Requirements. Quote the following lines word for word, omitting the picture.

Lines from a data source

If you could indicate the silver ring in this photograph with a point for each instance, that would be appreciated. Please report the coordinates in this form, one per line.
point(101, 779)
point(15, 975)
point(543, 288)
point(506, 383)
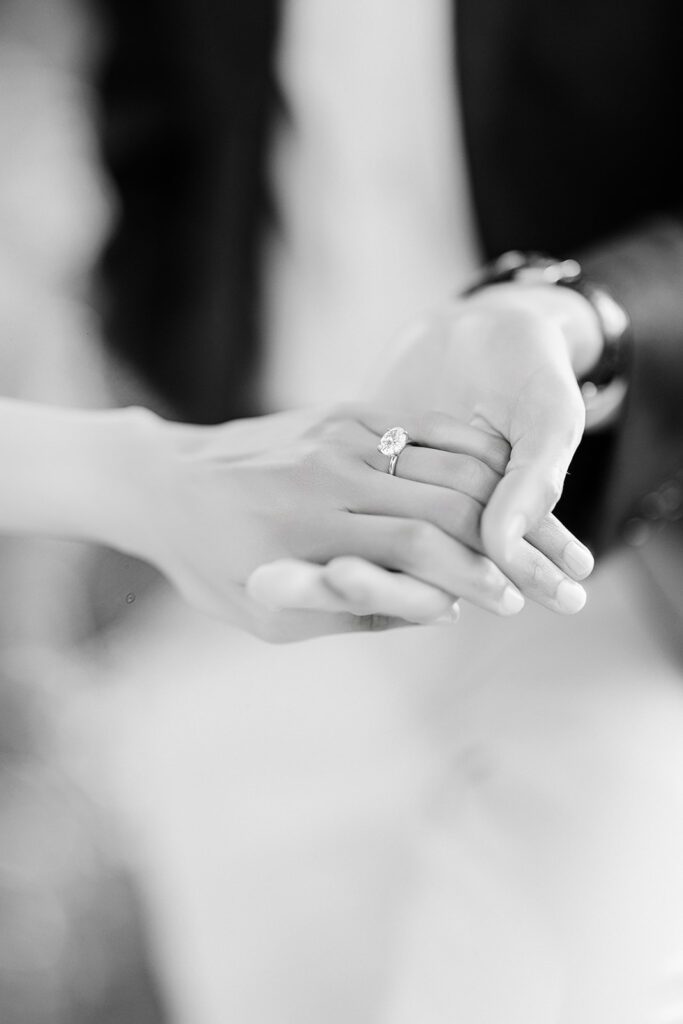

Result of the exercise.
If you could indicate the silver ring in this photograph with a point for each instance, that would be appreciated. Please report the coordinates in this form, one per line.
point(101, 779)
point(15, 975)
point(543, 288)
point(506, 383)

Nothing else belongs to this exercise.